### Set tasks:
**A)** In the passage about economists who oppose the Net Neutrality rules, which firm does Robert Shapiro count AT&T as a client of?
**B)** Carry on with the passage about economists who oppose the Net Neutrality rules, starting after its final sentence.

Our fact sheets on investment dispel the doomsday scenario painted by industry favorite Hal Singer — an economist who fronts for the Progressive Policy Institute while getting paid on the side by phone and cable companies via financial ties to the Washington consultancy Economists Incorporated.

This double dealing hasn’t stopped some members of Congress and certain FCC officials from citing Singer’s analysis as fact. But he either undercounted, mischaracterized or just plain ignored massive tracts of investment data that didn’t serve his argument against the Net Neutrality rules.

Singer often partners with economist Robert Litan to attack open Internet protections. Litan, who also has financial ties to phone and cable companies, was forced to resign from his position at the Brookings Institution after he misrepresented his affiliation with the think tank in congressional testimony earlier this year.

Today’s hearing features another industry favorite, Robert Shapiro, who co-founded the same Progressive Policy Institute that lists Singer as a senior fellow. Shapiro does double duty as the founder of the economic advisory firm Sonecon, which counts AT&T as a client. He also publishes analysis via a fellowship at the Georgetown Center for Business and Public Policy, which lists AT&T, Comcast, the U.S. Telecom Association and Verizon among its supporters.

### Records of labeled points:

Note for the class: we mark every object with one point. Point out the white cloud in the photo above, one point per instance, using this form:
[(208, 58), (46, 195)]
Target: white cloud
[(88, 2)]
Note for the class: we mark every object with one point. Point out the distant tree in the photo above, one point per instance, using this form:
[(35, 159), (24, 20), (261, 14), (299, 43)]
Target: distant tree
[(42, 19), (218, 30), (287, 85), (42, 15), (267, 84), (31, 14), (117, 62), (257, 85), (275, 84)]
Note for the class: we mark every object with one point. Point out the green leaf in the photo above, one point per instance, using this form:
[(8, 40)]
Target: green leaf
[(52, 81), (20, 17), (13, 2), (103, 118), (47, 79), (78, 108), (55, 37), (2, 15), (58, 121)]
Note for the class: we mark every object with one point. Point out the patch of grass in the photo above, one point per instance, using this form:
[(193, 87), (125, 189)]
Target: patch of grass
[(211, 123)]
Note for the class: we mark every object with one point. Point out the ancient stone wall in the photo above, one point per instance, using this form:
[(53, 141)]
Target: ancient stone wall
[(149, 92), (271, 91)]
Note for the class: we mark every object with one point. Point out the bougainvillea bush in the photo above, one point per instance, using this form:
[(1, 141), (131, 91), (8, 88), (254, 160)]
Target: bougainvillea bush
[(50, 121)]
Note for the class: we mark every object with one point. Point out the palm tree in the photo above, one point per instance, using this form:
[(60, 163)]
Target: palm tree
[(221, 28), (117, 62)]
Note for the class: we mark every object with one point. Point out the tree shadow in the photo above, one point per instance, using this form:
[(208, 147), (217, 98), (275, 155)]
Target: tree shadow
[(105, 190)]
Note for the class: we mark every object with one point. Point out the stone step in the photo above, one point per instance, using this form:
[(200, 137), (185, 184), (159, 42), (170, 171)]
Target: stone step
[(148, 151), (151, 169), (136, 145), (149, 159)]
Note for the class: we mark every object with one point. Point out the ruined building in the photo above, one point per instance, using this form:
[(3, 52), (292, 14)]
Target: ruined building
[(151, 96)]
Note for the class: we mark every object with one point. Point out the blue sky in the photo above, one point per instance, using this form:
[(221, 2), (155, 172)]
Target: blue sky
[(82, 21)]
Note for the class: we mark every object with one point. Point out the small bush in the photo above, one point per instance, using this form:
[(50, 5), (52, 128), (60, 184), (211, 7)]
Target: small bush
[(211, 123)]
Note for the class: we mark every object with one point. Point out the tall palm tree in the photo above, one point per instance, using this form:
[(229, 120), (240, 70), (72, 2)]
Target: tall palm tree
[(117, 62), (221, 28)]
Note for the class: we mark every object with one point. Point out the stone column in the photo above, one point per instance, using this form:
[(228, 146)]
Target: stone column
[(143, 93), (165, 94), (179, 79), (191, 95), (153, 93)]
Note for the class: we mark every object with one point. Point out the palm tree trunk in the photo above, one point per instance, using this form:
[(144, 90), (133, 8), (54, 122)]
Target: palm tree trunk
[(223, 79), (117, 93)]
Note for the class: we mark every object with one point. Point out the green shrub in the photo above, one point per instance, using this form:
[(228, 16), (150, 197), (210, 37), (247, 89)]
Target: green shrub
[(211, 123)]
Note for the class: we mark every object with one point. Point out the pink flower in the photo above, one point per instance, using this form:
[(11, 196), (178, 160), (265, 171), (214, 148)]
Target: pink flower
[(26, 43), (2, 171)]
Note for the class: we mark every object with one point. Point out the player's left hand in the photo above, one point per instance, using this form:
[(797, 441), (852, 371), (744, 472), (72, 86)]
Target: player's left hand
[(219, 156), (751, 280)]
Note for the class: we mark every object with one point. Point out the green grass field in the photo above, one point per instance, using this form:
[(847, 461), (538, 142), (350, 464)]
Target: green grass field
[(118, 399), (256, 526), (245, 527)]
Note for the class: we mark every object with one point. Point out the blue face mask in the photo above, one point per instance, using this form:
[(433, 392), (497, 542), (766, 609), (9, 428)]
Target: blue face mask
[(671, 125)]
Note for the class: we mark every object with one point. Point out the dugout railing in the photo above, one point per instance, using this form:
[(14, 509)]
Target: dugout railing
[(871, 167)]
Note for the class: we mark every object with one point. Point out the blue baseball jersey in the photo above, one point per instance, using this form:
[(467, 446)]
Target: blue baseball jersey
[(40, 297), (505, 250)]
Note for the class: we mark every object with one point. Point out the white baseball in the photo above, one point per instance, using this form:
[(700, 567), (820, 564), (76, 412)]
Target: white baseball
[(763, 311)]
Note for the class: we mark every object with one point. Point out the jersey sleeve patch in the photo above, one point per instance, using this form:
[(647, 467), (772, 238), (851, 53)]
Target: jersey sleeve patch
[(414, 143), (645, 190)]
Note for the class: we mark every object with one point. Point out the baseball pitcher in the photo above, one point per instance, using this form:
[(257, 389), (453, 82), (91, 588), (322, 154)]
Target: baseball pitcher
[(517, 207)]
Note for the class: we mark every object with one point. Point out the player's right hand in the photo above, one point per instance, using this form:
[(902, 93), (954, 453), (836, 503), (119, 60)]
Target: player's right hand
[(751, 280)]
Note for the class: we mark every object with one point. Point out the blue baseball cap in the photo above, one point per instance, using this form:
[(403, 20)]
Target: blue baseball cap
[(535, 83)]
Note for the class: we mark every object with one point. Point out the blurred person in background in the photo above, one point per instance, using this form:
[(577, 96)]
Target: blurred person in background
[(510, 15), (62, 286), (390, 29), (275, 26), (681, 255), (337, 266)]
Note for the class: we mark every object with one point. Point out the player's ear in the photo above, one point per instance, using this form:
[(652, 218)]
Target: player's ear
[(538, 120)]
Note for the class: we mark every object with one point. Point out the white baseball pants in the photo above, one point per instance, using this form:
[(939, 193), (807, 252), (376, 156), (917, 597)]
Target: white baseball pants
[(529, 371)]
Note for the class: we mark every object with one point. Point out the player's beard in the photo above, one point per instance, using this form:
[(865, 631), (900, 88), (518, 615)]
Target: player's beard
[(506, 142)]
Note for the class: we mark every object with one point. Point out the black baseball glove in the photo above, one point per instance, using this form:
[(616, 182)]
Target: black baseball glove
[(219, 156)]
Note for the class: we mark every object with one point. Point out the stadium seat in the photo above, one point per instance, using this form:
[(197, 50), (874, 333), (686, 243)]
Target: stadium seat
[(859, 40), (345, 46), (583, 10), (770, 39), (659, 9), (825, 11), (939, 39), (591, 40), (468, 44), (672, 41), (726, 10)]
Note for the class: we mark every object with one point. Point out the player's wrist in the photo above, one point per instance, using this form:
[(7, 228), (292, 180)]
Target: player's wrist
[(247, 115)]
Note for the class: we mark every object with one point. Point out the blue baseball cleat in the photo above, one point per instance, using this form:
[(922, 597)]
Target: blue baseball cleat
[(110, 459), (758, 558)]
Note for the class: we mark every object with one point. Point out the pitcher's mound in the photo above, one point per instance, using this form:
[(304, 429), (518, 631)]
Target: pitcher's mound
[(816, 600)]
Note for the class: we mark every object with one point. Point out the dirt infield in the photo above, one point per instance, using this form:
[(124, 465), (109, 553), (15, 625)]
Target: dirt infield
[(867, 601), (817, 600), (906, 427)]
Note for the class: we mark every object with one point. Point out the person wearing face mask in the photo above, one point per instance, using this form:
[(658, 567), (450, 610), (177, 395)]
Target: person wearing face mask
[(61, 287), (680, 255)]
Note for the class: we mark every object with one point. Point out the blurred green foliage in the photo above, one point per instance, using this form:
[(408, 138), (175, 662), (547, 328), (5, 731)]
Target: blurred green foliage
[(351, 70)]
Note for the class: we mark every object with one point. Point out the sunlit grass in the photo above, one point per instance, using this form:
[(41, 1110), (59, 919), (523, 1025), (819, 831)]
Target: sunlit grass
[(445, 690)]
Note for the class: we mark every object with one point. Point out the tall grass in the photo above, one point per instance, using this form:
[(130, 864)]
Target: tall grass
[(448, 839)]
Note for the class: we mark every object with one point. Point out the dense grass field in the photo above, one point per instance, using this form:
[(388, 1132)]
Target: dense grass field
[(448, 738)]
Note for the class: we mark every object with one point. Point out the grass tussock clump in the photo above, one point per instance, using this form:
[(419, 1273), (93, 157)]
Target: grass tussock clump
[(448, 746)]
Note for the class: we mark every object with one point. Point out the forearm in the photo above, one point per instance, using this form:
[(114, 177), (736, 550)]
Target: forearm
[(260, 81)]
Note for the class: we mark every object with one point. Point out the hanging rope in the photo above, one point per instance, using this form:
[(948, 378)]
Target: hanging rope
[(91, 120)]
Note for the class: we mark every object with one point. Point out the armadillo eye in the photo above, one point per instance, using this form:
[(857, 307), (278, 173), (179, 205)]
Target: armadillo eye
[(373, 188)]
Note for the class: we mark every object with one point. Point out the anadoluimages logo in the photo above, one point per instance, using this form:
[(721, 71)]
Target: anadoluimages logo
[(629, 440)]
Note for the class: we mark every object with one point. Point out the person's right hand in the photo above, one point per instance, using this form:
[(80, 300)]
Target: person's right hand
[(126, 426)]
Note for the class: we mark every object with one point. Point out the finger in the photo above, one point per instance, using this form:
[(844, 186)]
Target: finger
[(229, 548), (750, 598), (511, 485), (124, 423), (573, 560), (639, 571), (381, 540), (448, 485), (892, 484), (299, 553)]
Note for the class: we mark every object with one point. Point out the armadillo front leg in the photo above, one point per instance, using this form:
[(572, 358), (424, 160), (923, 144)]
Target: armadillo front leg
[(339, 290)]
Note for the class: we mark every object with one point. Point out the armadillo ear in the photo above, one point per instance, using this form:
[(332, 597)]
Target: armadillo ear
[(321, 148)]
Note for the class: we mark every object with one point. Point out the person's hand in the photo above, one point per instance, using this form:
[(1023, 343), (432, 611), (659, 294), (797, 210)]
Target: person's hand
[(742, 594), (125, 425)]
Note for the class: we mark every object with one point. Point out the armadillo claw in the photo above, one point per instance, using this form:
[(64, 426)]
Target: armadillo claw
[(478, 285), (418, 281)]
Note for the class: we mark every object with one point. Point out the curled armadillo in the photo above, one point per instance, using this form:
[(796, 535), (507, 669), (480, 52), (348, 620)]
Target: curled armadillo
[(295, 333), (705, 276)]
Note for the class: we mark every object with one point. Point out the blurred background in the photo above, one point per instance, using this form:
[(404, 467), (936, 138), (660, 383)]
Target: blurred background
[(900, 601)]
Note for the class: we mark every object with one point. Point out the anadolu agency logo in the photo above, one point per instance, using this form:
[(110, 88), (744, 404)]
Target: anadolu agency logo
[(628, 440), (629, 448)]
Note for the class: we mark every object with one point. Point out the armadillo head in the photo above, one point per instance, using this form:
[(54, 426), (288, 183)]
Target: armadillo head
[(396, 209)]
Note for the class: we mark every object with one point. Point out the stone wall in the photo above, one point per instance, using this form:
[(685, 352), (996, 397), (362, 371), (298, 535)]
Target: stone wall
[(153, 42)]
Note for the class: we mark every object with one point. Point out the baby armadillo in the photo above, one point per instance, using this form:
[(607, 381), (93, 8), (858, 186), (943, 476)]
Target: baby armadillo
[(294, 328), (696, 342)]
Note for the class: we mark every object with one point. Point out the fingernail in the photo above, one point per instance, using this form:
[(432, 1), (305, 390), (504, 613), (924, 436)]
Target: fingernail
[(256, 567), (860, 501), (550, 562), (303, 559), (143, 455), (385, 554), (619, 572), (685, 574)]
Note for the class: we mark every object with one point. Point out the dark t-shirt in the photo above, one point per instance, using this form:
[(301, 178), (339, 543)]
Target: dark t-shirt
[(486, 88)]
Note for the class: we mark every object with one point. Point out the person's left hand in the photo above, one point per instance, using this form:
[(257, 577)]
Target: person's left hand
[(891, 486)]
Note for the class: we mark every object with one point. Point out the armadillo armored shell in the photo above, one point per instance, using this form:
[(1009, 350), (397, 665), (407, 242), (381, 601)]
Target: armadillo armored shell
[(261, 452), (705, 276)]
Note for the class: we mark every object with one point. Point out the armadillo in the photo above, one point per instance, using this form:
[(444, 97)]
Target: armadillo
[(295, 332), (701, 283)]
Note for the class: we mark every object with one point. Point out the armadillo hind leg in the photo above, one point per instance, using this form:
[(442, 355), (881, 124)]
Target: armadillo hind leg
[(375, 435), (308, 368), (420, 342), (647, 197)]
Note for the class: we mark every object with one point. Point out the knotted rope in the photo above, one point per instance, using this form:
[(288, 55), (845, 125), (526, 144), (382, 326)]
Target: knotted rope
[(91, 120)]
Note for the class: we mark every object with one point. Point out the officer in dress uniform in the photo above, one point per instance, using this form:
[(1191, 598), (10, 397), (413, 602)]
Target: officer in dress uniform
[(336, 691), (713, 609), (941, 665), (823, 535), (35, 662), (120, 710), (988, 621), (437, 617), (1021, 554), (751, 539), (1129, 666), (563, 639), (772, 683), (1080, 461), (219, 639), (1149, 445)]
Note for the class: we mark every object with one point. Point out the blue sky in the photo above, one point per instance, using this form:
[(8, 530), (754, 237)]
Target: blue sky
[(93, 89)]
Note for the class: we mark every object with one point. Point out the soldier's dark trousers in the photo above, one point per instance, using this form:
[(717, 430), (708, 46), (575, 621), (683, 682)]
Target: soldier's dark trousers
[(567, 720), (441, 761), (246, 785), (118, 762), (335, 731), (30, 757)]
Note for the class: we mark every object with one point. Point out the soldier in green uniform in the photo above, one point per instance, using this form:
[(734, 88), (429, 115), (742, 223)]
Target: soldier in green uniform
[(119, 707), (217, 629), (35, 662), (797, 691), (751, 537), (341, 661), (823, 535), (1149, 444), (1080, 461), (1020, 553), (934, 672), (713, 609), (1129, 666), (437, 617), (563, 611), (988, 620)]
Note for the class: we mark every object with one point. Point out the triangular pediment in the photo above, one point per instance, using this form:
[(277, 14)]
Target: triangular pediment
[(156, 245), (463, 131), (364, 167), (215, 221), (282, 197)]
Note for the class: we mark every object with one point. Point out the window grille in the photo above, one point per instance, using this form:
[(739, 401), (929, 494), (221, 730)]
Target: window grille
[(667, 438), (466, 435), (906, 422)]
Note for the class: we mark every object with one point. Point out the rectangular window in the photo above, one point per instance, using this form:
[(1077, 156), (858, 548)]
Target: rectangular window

### Written answers:
**A)** Sonecon, the economic advisory firm he founded.

**B)**
These industry “analysts” will continue their lucrative bid to dislodge the FCC’s Net Neutrality protections. But no amount of spin can overcome the mountain of evidence demonstrating that the rules are working. They haven’t hurt investment in the slightest, and there’s no plausible reason to suspect they will.

In the first full quarter since the FCC restored these protections for Internet users, more than half of 18 publicly traded ISPs have boosted capital spending. We’ve seen Comcast begin to roll out new gigabit-fiber services to 18 million locations. Time Warner Cable has accelerated its network upgrades. AT&T has announced plans to double its deployment of next-generation broadband services. And Verizon has accelerated its plans to roll out 5G technology, the next generation of mobile broadband over mobile wireless networks.

Meanwhile consumers can rest easy knowing that their rights to connect and communicate will be upheld.

Members of the subcommittee would do well to listen to Internet users. Instead they continue to rely on a tired roster of industry-funded analysts well practiced in the art of deception.

Originally posted here.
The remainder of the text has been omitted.